REQUIRED ACTION 1:
Name every technique for engraving gravure cylinders that the passage on gravure cylinder engraving mentions.
REQUIRED ACTION 2:
Resume the passage on gravure cylinder engraving, starting after its final sentence.

GIVEN PASSAGE:
----

|Publication number||US6530317 B2|
|Application number||US 09/729,074|
|Publication date||Mar 11, 2003|
|Filing date||Dec 5, 2000|
|Priority date||Dec 5, 2000|
|Also published as||US20020066377|
|Publication number||09729074, 729074, US 6530317 B2, US 6530317B2, US-B2-6530317, US6530317 B2, US6530317B2|
|Original Assignee||Creo Srl|
|Export Citation||BiBTeX, EndNote, RefMan|
|Patent Citations (22), Non-Patent Citations (2), Referenced by (11), Classifications (7), Legal Events (5)|
|External Links: USPTO, USPTO Assignment, Espacenet|
The present invention pertains to the general field of printing and in particular to the engraving of gravure cylinders.
Gravure is one of the main processes employed by the printing industry, with billions of copies of gravure-printed magazines being produced annually. Gravure printing is also employed extensively in the packaging industry.
In the gravure printing process ink is transferred to the medium, typically paper or plastic, via metal printing cylinders that are normally several meters long. The gravure process transfers ink from small wells or cells that are engraved into the copper- and chrome-plated surface of these cylinders, while the cylinders are mounted on the printing press. Each cylinder is rotated through a fountain of ink and the ink is wiped from those areas of the cylinder-surface that have no gravure-impressions by a doctor blade. The inverted pyramid-shape or cup-like shape of each gravure-cell holds the ink in place as the cylinder turns past the doctor blade.
The cylinder cells are the most important part of the gravure printing process. The quality of the printed image is dependent on the size, shape and depth of the cells.
The width of the cell refers to how wide the cell is in the cross direction. The depth is how far below the surface the cell extends. The wall is the barrier between the cells and is used to support the doctor blade. The top of the cell wall and the un-engraved areas of the cylinder are commonly referred to as the land. The opening is described by the shape and cross sectional area. The bottom of the cell can be flat, or nearly flat, or inverted pyramid shaped.
Various techniques are employed to engrave gravure-cylinders. Cells can be chemically etched or electromechanically engraved. More recently laser-engraving has become available. Yet more recently electron-beam-engraving has been evaluated with a view to its use in gravure engraving.
Different methods exist to chemically etch gravure cylinders. The traditional chemical etching method, employing carbon tissue, leads to a cylinder that has cells of equal area, but differing depths. The subsequently developed direct transfer technique produces the opposite relationship in that the cells all have the same depth of the order of 20 to 25 microns, but their areas differ. Cell-wall widths are typically of the order of 5-10 microns and etching times are of the order of 3 to 5 minutes.
Electromechanical engraving is the most common method of cylinder imaging today and is a direct result of advances in electronic technology.

----

DATA EXTRACT:
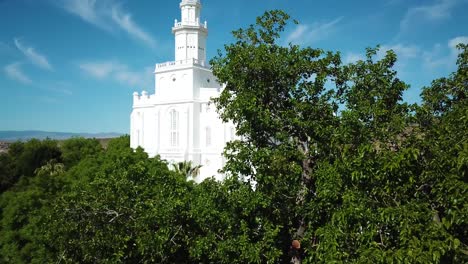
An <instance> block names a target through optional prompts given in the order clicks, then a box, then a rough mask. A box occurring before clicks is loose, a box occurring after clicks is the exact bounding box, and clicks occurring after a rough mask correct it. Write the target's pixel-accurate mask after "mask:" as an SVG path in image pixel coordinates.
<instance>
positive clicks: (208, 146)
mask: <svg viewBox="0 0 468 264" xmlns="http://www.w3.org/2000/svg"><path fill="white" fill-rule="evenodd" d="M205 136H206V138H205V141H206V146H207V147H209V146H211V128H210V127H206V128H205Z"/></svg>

----

EXERCISE RESPONSE 1:
Chemical etching
Electromechanical engraving
Laser-engraving
Electron-beam-engraving

EXERCISE RESPONSE 2:
Once the image information has been scanned and digitized it is processed for the engraving section of the machine. The objective of the engraving process is to produce cells which, when printed, will duplicate the density of the desired image. The very small volume of ink must be controlled within the engraved cell volume.
The tool used for electromechanical engraving is a diamond stylus of triangular cross section that engraves an inverted pyramid. The digital processed image information is converted to an electronic vibration that produces a mechanical motion in the diamond stylus. The darker the desired image the deeper the diamond penetrates into the copper. The large cell will carry more ink and produce more density. Conversely, if a light tone is desired, the diamond makes only a slight cut into the copper. The cells are cut at a typical rate of 8000 per second, but systems have been demonstrated engraving up to 20,000 cells per second. After engraving the cylinder is plated with chrome for durability.
There are four basic cell structures formed during electro-mechanical engraving. They are compressed, elongated, normal and fine. By using these alternately shaped cells, color process printing becomes possible. The size and position of the cells begin to form a line screen image. This screening effect allows for the successful combination of the four process colors.
Due to the high cost of the diamond stylus and the processing the finished cylinder is a very expensive and significant part of the gravure process. There has therefore been considerable effort devoted to developing lower cost routes to gravure engraving.
Information technology has transformed printing to a very great extent. Since design and layout are now normally conducted electronically, the manufacturers of printing equipment are developing new systems that are fully compatible with the speed, precision, and sustained accuracy of computers. The general aim is to shorten processing times without deviating from the rigorous quality standards demanded by the end users. The engraving of the gravure cylinder and its subsequent plating with chromium for protection, is a time consuming task, however, as a single head precision mechanical engraver takes at least ten hours to complete a drum. There was and is a clear market demand for quicker alternatives.
In response to the aforementioned challenge, there has been much attention devoted to the idea of replacing the diamond styli with an energy beam. Concepts for gravure engraving using electron beams were proposed in the 1960's. During the decade of the 1980's there was considerable experimentation with both laser and electron beam engraving, but it proved unsatisfactory with the technology then at hand.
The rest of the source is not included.